The anticipation was tremendous. King was the last of the 10 official speakers at the March on Washington for Jobs and Freedom. Janette Harris had heard him on the radio and seen him on TV, though never in person.
But when he finally took the lectern that warm, sunny Wednesday, a park ranger had to bend down the flexible microphones for him to speak, and Harris was struck by his modest height.
Monumental speeches like his surely must come from a man of monumental stature, she had thought, “a giant of a man.”
Then King began his “I Have a Dream” speech, and his voice echoed over the crowd like that of a prophet: I am happy to join with you today in what will go down in history as the greatest demonstration for freedom in the history of our nation . . .
Fifty years later, Harris, now 73, and her husband, now 77, sat in their Northwest Washington home this month and remembered how King’s words were, indeed, those of a giant that day, and how they moved the couple so personally.
“It was like we were spellbound,” she said.
“As long as I live on the face of this Earth, I shall never forget it,” Rudolph Harris said. “He captivated me. . . . He had gotten into my spirit, or into my marrow.”
Rudolph Harris is a biologist, Air Force veteran and retired branch chief at the Food and Drug Administration. Janette Harris is a historian, college teacher and former president of Carter G. Woodson’s Association for the Study of Negro Life and History in Washington.

* * * * * * *

Your tasks –
- a) In the excerpt about the March on Washington, what did a park ranger have to do when King took the lectern?
- b) Copy out the March on Washington excerpt from "The anticipation was" to "his modest height.".

Recorded data –

* * * * * * *

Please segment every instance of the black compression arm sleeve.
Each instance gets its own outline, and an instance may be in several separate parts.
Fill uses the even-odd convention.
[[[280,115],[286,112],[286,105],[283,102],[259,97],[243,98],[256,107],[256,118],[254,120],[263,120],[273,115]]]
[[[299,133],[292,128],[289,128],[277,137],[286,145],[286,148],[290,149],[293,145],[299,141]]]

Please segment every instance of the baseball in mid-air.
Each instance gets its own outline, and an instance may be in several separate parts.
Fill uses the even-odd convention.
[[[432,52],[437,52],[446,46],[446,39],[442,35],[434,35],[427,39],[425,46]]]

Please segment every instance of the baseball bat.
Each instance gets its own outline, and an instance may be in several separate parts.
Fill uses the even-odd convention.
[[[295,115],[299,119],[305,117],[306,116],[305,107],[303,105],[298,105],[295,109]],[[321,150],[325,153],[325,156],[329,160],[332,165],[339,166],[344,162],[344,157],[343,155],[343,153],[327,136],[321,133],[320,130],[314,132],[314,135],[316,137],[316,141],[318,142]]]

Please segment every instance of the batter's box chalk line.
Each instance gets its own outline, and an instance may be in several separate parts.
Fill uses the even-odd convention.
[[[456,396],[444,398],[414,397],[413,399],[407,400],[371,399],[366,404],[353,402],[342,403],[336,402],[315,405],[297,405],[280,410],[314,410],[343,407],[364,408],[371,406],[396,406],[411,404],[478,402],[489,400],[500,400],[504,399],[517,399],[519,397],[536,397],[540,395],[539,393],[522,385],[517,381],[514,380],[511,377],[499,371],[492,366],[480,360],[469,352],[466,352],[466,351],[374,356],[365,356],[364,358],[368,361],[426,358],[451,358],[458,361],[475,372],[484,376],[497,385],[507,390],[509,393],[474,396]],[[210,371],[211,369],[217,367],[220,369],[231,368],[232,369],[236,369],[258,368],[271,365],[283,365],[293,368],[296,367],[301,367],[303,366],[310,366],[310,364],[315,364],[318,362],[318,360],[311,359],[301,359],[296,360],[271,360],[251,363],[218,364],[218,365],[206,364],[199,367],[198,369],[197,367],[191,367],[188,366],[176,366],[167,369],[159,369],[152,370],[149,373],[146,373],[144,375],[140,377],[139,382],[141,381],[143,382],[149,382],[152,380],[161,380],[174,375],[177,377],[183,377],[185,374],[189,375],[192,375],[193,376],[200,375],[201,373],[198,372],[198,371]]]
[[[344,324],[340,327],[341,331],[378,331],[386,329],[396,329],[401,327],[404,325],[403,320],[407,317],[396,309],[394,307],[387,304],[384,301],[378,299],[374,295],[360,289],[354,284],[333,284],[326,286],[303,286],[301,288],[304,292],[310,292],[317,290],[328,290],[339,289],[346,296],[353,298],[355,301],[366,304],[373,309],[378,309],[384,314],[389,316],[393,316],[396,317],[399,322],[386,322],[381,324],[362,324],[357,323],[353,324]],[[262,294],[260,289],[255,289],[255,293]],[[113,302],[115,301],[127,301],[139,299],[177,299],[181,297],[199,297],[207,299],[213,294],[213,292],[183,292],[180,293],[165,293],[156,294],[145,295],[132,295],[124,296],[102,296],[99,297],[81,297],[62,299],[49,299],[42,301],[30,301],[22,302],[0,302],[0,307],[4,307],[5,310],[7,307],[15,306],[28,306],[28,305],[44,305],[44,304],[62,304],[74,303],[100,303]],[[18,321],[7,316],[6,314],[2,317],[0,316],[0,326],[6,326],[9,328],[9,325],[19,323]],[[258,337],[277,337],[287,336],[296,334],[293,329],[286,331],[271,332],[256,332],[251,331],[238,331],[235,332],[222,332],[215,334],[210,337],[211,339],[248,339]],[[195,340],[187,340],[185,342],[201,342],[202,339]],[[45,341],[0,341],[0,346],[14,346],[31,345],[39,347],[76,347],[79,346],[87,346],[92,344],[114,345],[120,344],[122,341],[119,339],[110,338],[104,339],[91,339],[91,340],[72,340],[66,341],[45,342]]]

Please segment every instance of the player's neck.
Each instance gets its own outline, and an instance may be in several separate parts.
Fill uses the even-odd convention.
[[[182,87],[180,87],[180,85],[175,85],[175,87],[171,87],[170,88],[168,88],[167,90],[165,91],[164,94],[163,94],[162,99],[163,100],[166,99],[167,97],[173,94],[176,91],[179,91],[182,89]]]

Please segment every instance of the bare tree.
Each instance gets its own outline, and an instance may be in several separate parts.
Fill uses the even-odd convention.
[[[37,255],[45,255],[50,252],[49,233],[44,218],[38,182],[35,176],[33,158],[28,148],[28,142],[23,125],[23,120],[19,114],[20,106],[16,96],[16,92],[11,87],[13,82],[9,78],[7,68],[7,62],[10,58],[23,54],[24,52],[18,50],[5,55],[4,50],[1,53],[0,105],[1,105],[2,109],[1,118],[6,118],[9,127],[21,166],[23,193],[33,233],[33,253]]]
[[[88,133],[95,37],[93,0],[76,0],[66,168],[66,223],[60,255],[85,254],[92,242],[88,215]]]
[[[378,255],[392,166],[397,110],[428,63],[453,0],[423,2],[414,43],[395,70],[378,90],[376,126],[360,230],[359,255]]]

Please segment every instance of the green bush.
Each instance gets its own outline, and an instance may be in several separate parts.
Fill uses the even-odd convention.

* * * * * * *

Answers given –
- a) Bend down the flexible microphones so King could speak.

- b)
The anticipation was tremendous. King was the last of the 10 official speakers at the March on Washington for Jobs and Freedom. Janette Harris had heard him on the radio and seen him on TV, though never in person.
But when he finally took the lectern that warm, sunny Wednesday, a park ranger had to bend down the flexible microphones for him to speak, and Harris was struck by his modest height.